Required work — Write out the items below word for word, from their start through the line containing "xmin=250 ymin=224 xmax=266 ymax=233", inclusive. Leave the pictures out of your copy.

The input —
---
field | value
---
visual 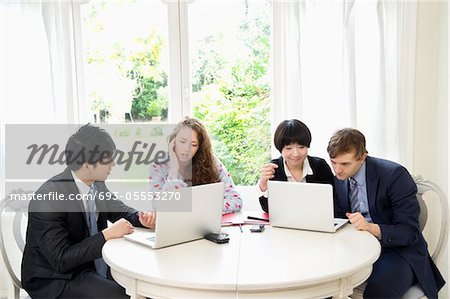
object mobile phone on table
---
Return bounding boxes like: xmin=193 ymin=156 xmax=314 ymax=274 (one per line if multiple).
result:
xmin=205 ymin=233 xmax=230 ymax=244
xmin=250 ymin=224 xmax=266 ymax=233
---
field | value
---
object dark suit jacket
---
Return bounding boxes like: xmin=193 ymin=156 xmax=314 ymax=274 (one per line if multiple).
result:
xmin=334 ymin=157 xmax=445 ymax=298
xmin=22 ymin=169 xmax=142 ymax=298
xmin=259 ymin=156 xmax=334 ymax=212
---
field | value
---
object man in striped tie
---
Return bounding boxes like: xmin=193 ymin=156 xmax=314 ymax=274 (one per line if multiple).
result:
xmin=327 ymin=128 xmax=445 ymax=298
xmin=22 ymin=124 xmax=155 ymax=298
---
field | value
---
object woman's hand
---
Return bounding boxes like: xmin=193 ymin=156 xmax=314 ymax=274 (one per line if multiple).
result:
xmin=139 ymin=211 xmax=156 ymax=228
xmin=102 ymin=218 xmax=134 ymax=241
xmin=169 ymin=138 xmax=180 ymax=178
xmin=259 ymin=163 xmax=278 ymax=192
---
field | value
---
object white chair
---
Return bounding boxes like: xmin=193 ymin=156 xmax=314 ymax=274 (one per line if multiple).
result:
xmin=351 ymin=176 xmax=448 ymax=299
xmin=0 ymin=190 xmax=28 ymax=298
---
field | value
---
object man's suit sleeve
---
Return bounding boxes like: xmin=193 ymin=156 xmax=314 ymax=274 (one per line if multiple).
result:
xmin=28 ymin=197 xmax=105 ymax=273
xmin=378 ymin=166 xmax=420 ymax=247
xmin=95 ymin=182 xmax=142 ymax=227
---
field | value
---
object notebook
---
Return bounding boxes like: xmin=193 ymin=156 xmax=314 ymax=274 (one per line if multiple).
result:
xmin=124 ymin=182 xmax=224 ymax=249
xmin=268 ymin=181 xmax=348 ymax=232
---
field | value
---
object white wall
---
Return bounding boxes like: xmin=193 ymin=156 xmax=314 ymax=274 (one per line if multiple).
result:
xmin=413 ymin=2 xmax=450 ymax=298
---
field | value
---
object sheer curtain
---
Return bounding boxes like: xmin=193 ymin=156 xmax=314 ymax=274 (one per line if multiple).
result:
xmin=0 ymin=0 xmax=85 ymax=202
xmin=272 ymin=1 xmax=417 ymax=167
xmin=0 ymin=0 xmax=84 ymax=289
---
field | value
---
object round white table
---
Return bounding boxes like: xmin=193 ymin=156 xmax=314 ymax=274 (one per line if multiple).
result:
xmin=103 ymin=224 xmax=380 ymax=298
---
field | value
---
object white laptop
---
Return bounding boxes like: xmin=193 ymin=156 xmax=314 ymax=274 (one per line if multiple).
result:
xmin=268 ymin=181 xmax=348 ymax=232
xmin=124 ymin=182 xmax=224 ymax=249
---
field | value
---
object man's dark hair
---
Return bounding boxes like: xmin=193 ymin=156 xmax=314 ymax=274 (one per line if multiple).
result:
xmin=273 ymin=119 xmax=311 ymax=152
xmin=327 ymin=128 xmax=368 ymax=160
xmin=65 ymin=124 xmax=116 ymax=171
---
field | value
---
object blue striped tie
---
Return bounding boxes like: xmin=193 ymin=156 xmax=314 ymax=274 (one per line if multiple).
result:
xmin=348 ymin=178 xmax=360 ymax=213
xmin=87 ymin=185 xmax=108 ymax=277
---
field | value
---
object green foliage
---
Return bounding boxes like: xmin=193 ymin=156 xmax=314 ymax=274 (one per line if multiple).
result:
xmin=193 ymin=3 xmax=271 ymax=185
xmin=126 ymin=32 xmax=168 ymax=121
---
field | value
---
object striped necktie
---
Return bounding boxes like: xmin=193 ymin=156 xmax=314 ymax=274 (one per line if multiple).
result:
xmin=87 ymin=185 xmax=108 ymax=277
xmin=348 ymin=177 xmax=360 ymax=213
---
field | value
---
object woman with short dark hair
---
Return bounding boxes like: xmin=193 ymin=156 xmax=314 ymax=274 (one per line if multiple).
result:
xmin=257 ymin=119 xmax=334 ymax=212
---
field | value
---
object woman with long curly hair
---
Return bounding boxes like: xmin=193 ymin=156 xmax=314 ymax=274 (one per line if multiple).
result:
xmin=149 ymin=117 xmax=242 ymax=212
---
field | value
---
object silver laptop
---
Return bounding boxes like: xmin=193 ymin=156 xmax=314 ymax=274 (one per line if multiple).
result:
xmin=124 ymin=182 xmax=224 ymax=249
xmin=268 ymin=181 xmax=348 ymax=232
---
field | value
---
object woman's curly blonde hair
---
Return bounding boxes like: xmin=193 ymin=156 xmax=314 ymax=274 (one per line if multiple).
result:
xmin=169 ymin=116 xmax=219 ymax=186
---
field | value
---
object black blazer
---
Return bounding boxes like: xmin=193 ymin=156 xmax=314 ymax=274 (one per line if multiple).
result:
xmin=334 ymin=157 xmax=445 ymax=298
xmin=259 ymin=156 xmax=334 ymax=212
xmin=22 ymin=168 xmax=142 ymax=298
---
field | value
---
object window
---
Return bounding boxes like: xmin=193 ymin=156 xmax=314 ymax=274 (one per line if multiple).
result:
xmin=82 ymin=1 xmax=169 ymax=123
xmin=82 ymin=0 xmax=271 ymax=185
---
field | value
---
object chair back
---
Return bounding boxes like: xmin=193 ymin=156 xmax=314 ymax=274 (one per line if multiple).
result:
xmin=0 ymin=189 xmax=28 ymax=294
xmin=414 ymin=176 xmax=448 ymax=263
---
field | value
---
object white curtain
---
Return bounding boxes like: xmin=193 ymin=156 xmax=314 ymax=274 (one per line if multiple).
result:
xmin=272 ymin=1 xmax=417 ymax=167
xmin=0 ymin=0 xmax=86 ymax=202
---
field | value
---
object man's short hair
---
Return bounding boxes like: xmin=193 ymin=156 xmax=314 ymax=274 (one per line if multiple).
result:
xmin=327 ymin=128 xmax=368 ymax=160
xmin=273 ymin=119 xmax=311 ymax=152
xmin=65 ymin=124 xmax=116 ymax=171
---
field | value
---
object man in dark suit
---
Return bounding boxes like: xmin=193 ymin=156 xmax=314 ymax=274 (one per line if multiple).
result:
xmin=327 ymin=128 xmax=445 ymax=298
xmin=22 ymin=124 xmax=155 ymax=298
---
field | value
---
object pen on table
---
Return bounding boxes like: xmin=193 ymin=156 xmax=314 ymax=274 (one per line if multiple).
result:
xmin=247 ymin=216 xmax=269 ymax=222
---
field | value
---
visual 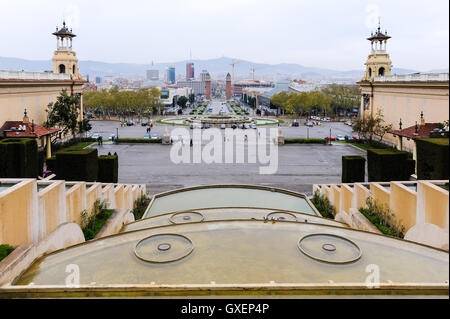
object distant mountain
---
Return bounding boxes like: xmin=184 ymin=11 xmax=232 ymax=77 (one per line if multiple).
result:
xmin=0 ymin=57 xmax=442 ymax=80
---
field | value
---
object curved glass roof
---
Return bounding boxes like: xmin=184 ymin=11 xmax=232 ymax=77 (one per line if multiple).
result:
xmin=143 ymin=185 xmax=318 ymax=218
xmin=121 ymin=208 xmax=347 ymax=232
xmin=14 ymin=220 xmax=448 ymax=286
xmin=5 ymin=186 xmax=449 ymax=297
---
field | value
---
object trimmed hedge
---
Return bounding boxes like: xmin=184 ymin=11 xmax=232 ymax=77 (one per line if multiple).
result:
xmin=45 ymin=155 xmax=56 ymax=174
xmin=416 ymin=138 xmax=449 ymax=179
xmin=284 ymin=138 xmax=327 ymax=144
xmin=56 ymin=148 xmax=98 ymax=182
xmin=0 ymin=244 xmax=14 ymax=261
xmin=342 ymin=156 xmax=366 ymax=183
xmin=0 ymin=138 xmax=39 ymax=178
xmin=97 ymin=155 xmax=119 ymax=183
xmin=367 ymin=149 xmax=414 ymax=182
xmin=116 ymin=138 xmax=162 ymax=143
xmin=52 ymin=137 xmax=97 ymax=154
xmin=37 ymin=149 xmax=47 ymax=176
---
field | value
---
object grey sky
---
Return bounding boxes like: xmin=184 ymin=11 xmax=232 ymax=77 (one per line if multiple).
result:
xmin=0 ymin=0 xmax=449 ymax=71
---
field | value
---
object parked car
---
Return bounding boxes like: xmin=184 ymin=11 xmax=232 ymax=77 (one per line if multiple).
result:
xmin=344 ymin=135 xmax=353 ymax=141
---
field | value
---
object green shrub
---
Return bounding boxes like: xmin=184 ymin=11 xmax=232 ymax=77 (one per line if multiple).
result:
xmin=416 ymin=138 xmax=449 ymax=180
xmin=52 ymin=137 xmax=97 ymax=154
xmin=0 ymin=138 xmax=39 ymax=178
xmin=367 ymin=148 xmax=413 ymax=182
xmin=82 ymin=200 xmax=114 ymax=240
xmin=116 ymin=138 xmax=162 ymax=143
xmin=45 ymin=155 xmax=56 ymax=174
xmin=133 ymin=195 xmax=150 ymax=220
xmin=342 ymin=156 xmax=366 ymax=183
xmin=311 ymin=191 xmax=334 ymax=219
xmin=284 ymin=138 xmax=327 ymax=144
xmin=359 ymin=197 xmax=405 ymax=238
xmin=37 ymin=150 xmax=47 ymax=176
xmin=56 ymin=148 xmax=98 ymax=182
xmin=0 ymin=244 xmax=14 ymax=261
xmin=97 ymin=155 xmax=119 ymax=183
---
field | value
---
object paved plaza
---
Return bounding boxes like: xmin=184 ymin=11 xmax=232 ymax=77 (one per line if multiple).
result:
xmin=87 ymin=100 xmax=365 ymax=194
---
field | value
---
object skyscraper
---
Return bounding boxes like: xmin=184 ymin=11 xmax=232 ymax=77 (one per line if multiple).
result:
xmin=186 ymin=62 xmax=195 ymax=81
xmin=166 ymin=66 xmax=175 ymax=84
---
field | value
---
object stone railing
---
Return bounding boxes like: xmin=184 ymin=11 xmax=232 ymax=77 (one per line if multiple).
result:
xmin=0 ymin=70 xmax=70 ymax=80
xmin=375 ymin=73 xmax=448 ymax=82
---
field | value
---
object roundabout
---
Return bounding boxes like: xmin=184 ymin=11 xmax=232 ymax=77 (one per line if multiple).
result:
xmin=159 ymin=115 xmax=279 ymax=126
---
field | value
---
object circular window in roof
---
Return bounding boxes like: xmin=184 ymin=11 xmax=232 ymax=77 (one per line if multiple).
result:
xmin=134 ymin=234 xmax=194 ymax=263
xmin=169 ymin=212 xmax=204 ymax=224
xmin=298 ymin=234 xmax=362 ymax=264
xmin=267 ymin=212 xmax=297 ymax=222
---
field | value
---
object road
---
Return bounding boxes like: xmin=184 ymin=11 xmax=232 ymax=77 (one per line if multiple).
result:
xmin=88 ymin=102 xmax=365 ymax=194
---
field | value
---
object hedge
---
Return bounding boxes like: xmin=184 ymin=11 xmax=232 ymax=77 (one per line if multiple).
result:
xmin=367 ymin=149 xmax=414 ymax=182
xmin=342 ymin=156 xmax=366 ymax=183
xmin=37 ymin=149 xmax=47 ymax=176
xmin=116 ymin=138 xmax=162 ymax=143
xmin=416 ymin=138 xmax=449 ymax=180
xmin=56 ymin=148 xmax=98 ymax=182
xmin=284 ymin=138 xmax=327 ymax=144
xmin=97 ymin=155 xmax=119 ymax=183
xmin=52 ymin=137 xmax=97 ymax=153
xmin=0 ymin=138 xmax=39 ymax=178
xmin=45 ymin=155 xmax=56 ymax=174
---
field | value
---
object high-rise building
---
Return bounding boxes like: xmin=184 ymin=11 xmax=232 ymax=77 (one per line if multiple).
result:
xmin=147 ymin=69 xmax=159 ymax=80
xmin=166 ymin=67 xmax=175 ymax=84
xmin=202 ymin=71 xmax=211 ymax=100
xmin=226 ymin=73 xmax=231 ymax=100
xmin=200 ymin=70 xmax=209 ymax=82
xmin=186 ymin=62 xmax=195 ymax=80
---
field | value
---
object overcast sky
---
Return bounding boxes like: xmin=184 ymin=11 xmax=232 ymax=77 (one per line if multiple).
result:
xmin=0 ymin=0 xmax=449 ymax=71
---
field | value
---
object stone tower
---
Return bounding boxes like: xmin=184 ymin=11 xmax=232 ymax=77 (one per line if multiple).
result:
xmin=52 ymin=21 xmax=82 ymax=80
xmin=226 ymin=73 xmax=231 ymax=100
xmin=362 ymin=23 xmax=392 ymax=81
xmin=205 ymin=73 xmax=211 ymax=100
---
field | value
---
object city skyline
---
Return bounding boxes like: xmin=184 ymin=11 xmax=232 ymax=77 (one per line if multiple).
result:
xmin=0 ymin=0 xmax=449 ymax=71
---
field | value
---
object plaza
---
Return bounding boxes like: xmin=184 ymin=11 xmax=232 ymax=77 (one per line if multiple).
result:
xmin=91 ymin=115 xmax=365 ymax=194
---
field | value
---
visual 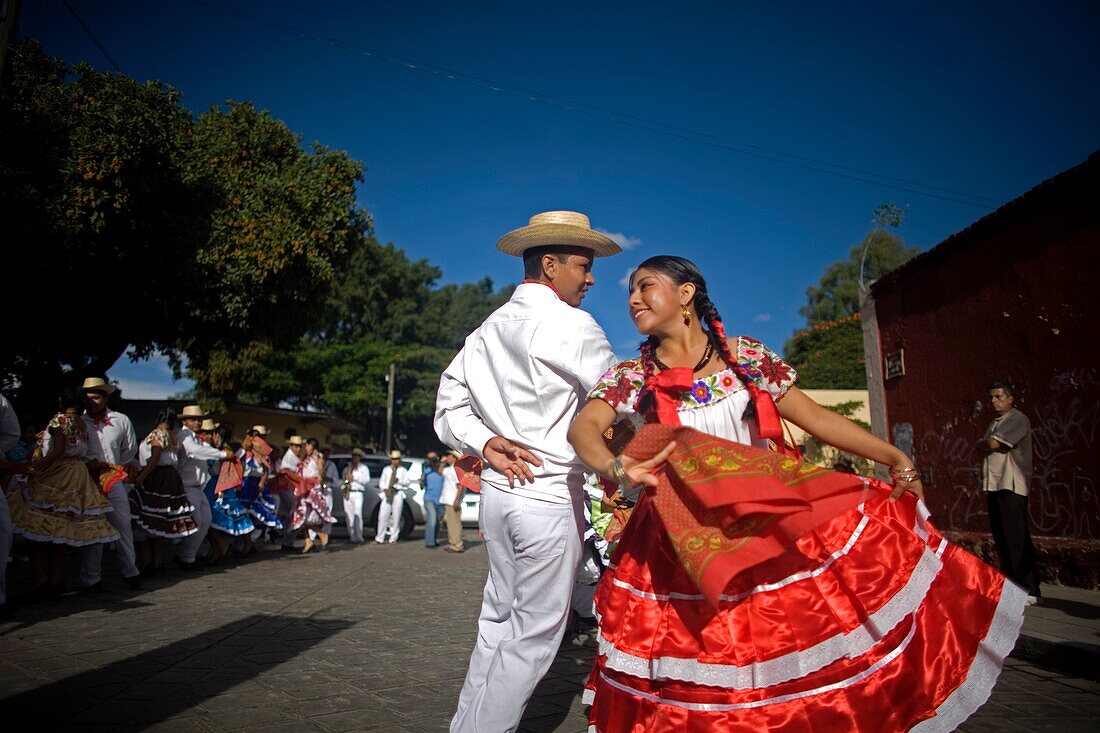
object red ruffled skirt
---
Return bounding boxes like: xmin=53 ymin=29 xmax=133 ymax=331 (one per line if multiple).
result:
xmin=584 ymin=482 xmax=1026 ymax=733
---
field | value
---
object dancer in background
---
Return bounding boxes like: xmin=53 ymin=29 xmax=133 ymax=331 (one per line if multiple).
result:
xmin=569 ymin=256 xmax=1026 ymax=733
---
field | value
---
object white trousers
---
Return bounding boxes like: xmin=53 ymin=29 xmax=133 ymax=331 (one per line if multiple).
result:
xmin=179 ymin=486 xmax=211 ymax=562
xmin=275 ymin=491 xmax=296 ymax=547
xmin=80 ymin=481 xmax=140 ymax=586
xmin=344 ymin=491 xmax=365 ymax=543
xmin=308 ymin=484 xmax=333 ymax=539
xmin=451 ymin=484 xmax=584 ymax=733
xmin=374 ymin=491 xmax=405 ymax=543
xmin=0 ymin=491 xmax=12 ymax=603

Complete response —
---
field | value
---
visual 
object mobile phone on table
---
Return bounding boxes like: xmin=193 ymin=156 xmax=314 ymax=274 (one per line if multiple).
result:
xmin=205 ymin=233 xmax=230 ymax=244
xmin=250 ymin=224 xmax=266 ymax=233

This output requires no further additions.